[Excerpts from point annotation data]
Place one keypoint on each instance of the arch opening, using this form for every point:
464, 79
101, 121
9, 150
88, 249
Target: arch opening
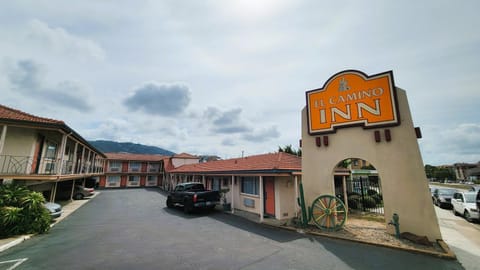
358, 185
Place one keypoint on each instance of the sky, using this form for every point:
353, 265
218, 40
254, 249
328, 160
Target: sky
228, 78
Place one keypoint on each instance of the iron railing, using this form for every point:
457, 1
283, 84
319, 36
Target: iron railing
27, 165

▸ Task directions: Duplicate the records above line for line, keeping every character as it stands, and leave the pictures out of your copy.

▸ Exercise result:
Place one keypoint on each instance of the arch opening, using this form for every point:
464, 79
101, 121
9, 150
88, 249
Target: arch opening
358, 185
Place one keypoint on each instance of the sky, using this form for every point:
353, 265
218, 40
254, 249
328, 160
Target: sky
228, 78
Place one keypoint on each instance of the iron railing, using this form for every point:
457, 1
283, 84
319, 36
Target: iron railing
27, 165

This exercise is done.